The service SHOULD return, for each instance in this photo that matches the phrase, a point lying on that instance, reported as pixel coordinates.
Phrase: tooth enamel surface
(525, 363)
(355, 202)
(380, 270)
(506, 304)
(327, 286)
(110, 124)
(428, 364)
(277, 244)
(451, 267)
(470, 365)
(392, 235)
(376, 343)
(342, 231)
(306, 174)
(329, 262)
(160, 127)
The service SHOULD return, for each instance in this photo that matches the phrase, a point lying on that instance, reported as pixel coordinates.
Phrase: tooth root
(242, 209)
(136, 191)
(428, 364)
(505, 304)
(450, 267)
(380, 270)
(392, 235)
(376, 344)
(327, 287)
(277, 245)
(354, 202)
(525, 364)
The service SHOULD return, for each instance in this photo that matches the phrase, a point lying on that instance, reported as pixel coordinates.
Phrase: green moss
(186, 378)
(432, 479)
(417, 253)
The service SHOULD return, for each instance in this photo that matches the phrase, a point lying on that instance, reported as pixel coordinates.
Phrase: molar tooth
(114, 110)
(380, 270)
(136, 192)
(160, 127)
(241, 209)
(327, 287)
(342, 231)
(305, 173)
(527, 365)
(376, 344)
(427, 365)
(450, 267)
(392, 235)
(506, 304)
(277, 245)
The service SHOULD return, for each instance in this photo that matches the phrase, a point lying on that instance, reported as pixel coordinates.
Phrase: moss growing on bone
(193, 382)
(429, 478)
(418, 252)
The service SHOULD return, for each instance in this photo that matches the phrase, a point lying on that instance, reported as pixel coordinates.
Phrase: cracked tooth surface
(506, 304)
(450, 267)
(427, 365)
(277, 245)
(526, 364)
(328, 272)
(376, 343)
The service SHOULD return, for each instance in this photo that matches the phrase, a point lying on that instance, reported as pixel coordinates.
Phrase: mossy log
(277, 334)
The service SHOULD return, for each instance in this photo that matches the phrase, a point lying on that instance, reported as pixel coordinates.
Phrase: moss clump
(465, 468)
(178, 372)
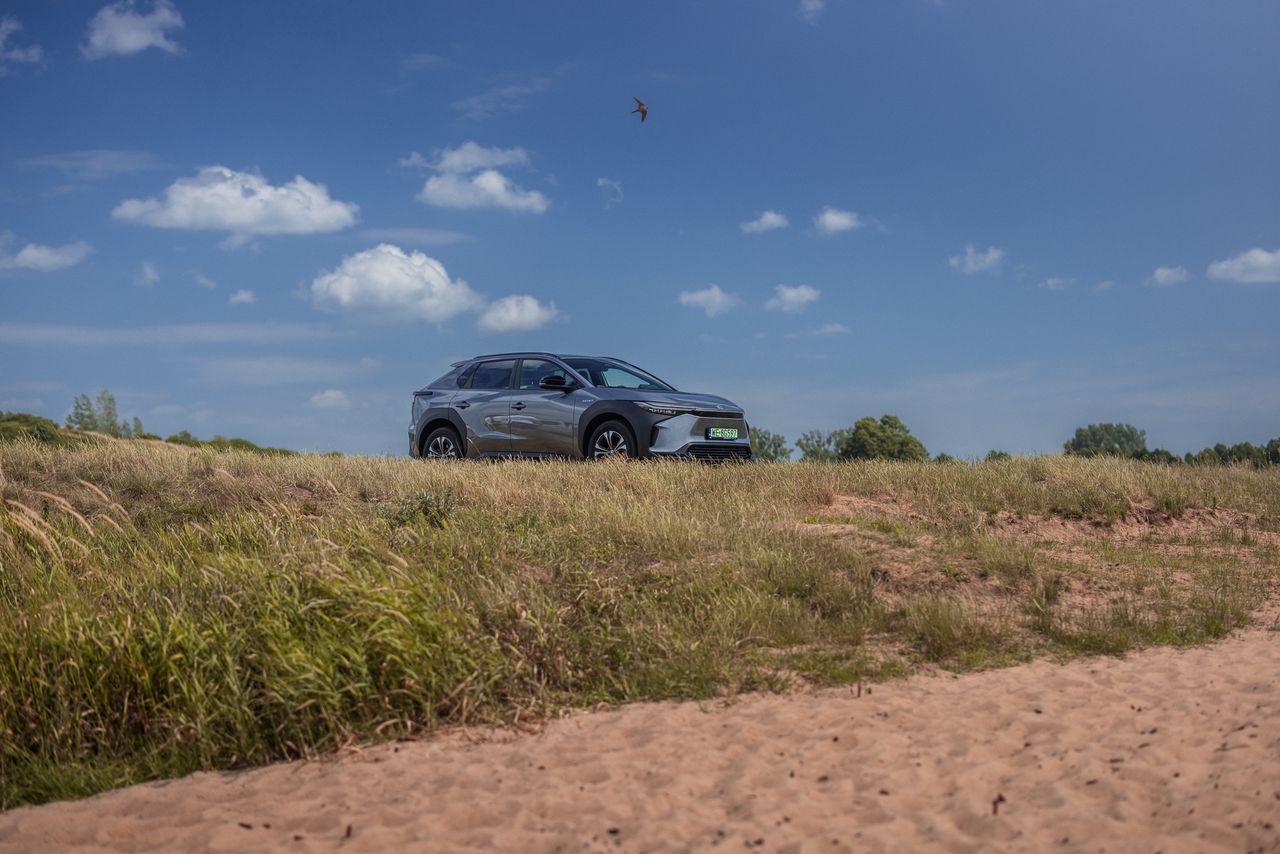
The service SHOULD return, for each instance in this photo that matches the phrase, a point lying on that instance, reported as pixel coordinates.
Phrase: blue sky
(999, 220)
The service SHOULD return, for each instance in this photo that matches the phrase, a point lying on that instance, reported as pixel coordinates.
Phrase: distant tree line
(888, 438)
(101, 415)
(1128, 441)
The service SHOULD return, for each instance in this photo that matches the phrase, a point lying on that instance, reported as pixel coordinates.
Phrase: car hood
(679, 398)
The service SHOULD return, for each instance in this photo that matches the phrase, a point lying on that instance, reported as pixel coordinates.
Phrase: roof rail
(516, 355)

= = = =

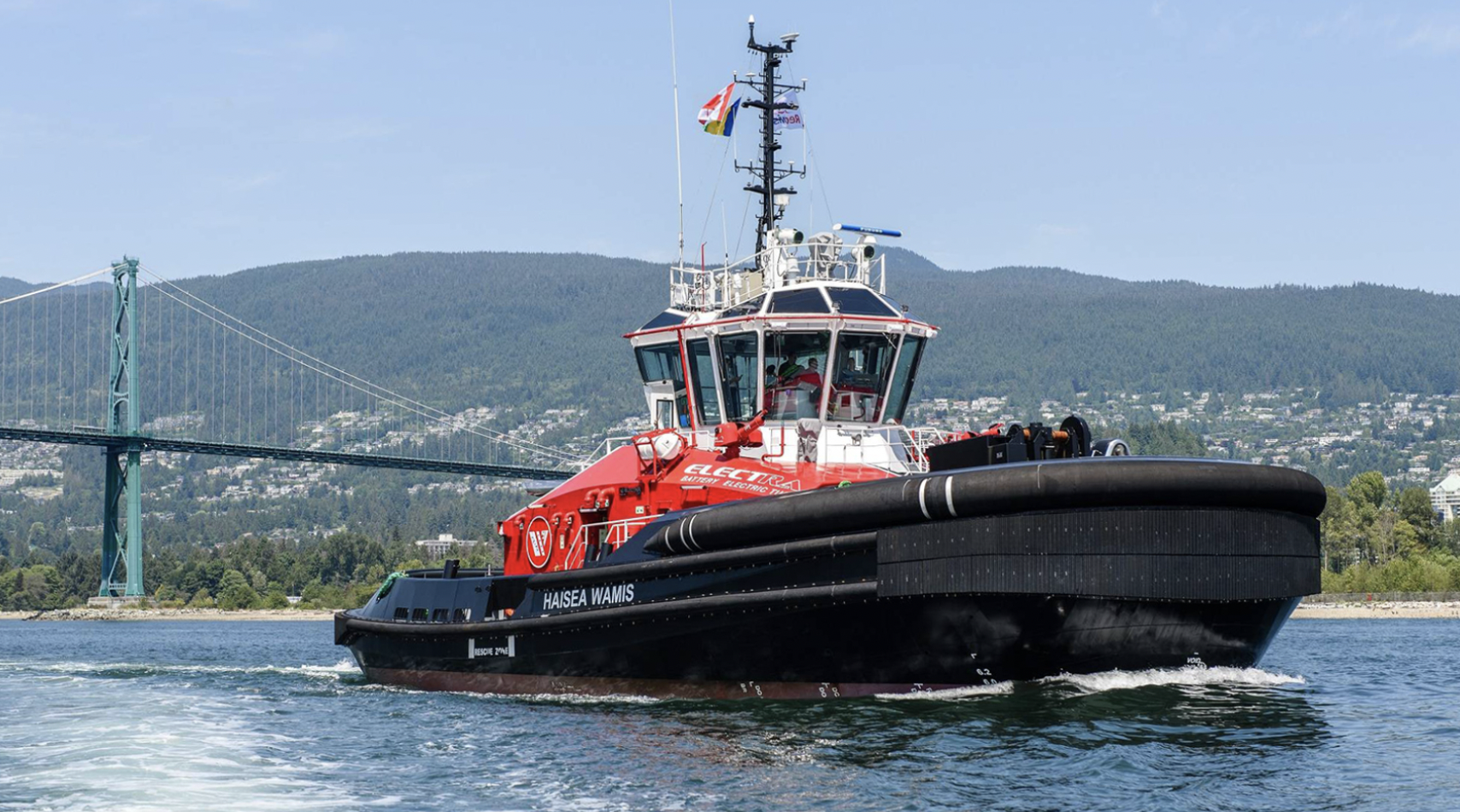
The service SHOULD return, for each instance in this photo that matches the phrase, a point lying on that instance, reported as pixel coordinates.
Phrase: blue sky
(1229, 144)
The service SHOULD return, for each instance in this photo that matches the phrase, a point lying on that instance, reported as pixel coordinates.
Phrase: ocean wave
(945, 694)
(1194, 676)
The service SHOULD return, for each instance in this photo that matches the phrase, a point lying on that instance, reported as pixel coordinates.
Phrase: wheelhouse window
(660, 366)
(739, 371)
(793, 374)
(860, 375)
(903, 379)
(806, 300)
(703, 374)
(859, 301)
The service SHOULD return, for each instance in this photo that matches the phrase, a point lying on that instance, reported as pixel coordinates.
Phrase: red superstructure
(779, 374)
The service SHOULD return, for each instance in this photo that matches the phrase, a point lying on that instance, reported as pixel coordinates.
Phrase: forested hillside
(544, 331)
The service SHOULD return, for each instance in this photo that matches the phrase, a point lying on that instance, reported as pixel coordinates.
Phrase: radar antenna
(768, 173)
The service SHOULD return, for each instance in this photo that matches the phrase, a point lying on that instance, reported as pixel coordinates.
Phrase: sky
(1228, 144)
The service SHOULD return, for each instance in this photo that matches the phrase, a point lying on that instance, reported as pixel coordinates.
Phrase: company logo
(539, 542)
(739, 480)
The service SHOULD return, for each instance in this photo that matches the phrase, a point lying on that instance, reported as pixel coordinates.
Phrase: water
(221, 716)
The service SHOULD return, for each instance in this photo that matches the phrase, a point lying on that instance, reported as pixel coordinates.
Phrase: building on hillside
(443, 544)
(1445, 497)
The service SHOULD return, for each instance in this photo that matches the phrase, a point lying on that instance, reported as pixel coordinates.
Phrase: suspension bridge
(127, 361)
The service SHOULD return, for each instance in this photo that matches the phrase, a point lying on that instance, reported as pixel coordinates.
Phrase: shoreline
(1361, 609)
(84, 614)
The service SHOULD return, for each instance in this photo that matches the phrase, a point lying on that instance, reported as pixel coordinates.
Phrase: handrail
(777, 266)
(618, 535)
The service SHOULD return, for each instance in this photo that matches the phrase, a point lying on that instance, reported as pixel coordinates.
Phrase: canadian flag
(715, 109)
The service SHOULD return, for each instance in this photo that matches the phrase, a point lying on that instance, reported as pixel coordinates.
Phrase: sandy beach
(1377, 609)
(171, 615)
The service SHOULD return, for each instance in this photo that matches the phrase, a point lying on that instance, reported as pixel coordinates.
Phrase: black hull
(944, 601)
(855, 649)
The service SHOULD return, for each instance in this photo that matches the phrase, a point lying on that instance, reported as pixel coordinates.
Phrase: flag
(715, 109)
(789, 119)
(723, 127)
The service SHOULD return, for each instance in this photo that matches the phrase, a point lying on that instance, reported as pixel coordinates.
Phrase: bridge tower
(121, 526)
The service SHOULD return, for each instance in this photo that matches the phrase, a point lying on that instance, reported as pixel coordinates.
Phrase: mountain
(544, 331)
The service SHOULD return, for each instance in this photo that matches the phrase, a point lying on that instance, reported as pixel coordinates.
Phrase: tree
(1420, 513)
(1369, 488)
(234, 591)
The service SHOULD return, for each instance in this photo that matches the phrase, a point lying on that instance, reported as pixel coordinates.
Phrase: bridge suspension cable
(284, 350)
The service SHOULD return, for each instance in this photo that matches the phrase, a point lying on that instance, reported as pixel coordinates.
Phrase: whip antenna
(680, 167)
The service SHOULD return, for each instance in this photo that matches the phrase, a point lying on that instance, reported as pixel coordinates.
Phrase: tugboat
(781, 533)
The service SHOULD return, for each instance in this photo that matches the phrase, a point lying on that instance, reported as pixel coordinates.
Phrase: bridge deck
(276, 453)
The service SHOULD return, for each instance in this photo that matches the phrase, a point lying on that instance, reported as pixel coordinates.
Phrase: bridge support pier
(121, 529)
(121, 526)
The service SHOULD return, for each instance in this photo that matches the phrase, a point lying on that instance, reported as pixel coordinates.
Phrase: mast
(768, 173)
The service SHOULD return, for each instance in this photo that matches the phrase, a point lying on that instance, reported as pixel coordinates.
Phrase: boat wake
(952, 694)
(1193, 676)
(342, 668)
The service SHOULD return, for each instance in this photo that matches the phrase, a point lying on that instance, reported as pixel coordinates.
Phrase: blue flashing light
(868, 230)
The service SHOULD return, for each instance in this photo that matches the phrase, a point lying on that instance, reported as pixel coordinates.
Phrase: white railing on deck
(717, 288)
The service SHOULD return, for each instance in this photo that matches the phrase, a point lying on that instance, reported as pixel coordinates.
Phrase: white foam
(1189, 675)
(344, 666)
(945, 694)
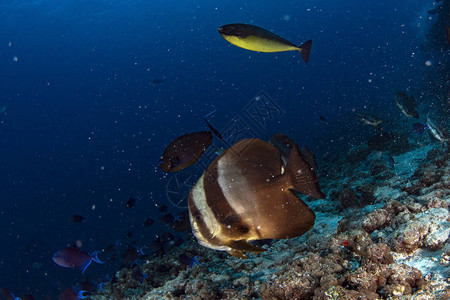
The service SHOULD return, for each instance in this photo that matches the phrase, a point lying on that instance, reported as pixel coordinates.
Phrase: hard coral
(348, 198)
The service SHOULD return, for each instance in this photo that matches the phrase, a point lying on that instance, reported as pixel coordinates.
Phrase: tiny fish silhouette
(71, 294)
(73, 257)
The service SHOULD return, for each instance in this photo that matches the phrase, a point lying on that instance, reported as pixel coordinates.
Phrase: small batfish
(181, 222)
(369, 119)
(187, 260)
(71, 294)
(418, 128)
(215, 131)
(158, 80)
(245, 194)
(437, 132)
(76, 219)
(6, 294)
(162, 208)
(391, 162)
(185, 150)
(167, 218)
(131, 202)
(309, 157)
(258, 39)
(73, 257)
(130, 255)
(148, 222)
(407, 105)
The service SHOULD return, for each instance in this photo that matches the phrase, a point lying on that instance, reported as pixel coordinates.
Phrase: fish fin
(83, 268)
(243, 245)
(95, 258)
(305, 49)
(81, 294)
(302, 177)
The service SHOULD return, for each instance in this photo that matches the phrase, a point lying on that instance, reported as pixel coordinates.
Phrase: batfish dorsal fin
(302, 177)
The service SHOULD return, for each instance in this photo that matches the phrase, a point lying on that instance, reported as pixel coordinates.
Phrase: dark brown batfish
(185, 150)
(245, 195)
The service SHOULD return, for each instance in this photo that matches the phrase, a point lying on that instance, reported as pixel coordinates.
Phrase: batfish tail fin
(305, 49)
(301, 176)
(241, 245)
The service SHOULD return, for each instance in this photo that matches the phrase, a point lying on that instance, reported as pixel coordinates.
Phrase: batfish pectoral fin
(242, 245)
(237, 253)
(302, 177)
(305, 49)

= = = =

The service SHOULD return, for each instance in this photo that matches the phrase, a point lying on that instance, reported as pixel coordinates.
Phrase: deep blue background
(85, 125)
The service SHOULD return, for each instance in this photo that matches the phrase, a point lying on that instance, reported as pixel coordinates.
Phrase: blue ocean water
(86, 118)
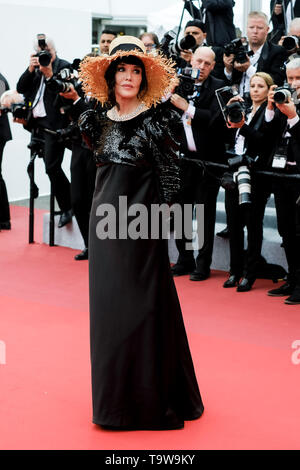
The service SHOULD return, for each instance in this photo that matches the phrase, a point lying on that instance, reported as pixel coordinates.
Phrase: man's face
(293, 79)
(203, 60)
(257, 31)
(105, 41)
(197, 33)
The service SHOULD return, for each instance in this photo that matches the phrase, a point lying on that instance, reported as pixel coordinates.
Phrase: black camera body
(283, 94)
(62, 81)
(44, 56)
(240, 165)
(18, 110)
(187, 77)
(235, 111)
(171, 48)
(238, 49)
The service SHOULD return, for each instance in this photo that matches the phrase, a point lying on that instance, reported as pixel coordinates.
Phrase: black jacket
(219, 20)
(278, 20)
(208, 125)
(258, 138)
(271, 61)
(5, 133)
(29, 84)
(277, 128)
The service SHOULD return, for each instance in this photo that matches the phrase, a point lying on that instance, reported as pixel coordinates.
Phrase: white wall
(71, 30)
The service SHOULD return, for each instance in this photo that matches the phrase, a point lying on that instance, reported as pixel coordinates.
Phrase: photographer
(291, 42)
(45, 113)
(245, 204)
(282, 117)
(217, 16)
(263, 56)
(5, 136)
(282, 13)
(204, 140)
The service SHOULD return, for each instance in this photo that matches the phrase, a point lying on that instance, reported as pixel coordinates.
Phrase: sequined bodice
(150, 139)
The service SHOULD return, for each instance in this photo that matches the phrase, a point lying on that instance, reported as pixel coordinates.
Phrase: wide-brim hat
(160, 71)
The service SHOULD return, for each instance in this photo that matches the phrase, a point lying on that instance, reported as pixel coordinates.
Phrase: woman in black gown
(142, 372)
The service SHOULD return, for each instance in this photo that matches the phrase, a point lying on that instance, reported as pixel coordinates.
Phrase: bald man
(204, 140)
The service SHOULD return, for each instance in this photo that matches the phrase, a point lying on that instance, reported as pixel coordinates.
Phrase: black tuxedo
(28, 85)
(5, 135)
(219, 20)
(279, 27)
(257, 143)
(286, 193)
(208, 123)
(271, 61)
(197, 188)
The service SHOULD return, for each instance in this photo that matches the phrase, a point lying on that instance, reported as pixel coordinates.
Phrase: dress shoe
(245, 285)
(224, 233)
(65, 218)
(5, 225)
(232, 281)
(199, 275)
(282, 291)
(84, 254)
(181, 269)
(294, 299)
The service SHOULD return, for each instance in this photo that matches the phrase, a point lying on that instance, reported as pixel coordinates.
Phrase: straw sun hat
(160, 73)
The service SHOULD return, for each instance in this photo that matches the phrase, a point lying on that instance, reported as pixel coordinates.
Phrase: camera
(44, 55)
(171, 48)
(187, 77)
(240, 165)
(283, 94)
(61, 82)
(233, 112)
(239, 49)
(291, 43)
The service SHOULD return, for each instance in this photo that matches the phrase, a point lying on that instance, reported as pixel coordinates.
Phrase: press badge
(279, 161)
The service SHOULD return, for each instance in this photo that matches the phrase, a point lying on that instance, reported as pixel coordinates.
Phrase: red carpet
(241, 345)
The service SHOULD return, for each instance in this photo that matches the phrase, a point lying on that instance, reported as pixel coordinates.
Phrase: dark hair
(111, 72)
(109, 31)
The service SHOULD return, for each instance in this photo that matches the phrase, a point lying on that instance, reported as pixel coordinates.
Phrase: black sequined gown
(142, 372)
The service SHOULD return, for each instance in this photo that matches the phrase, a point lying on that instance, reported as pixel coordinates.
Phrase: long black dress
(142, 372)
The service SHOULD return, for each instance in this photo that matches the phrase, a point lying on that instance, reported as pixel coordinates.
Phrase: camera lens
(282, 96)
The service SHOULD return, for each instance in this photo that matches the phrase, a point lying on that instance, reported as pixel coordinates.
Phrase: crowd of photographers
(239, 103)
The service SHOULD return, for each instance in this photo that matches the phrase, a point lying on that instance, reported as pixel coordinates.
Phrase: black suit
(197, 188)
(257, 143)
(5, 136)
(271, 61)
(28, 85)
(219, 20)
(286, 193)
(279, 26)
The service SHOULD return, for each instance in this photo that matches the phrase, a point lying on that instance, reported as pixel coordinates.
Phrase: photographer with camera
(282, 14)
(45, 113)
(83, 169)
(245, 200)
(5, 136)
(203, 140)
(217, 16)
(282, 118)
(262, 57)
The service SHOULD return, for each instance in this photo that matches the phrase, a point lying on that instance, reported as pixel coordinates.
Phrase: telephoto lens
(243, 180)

= = = =

■ The task ■
Count the lines of the items above that contain the word "sequined" and give only that number.

■ Worked solution ■
2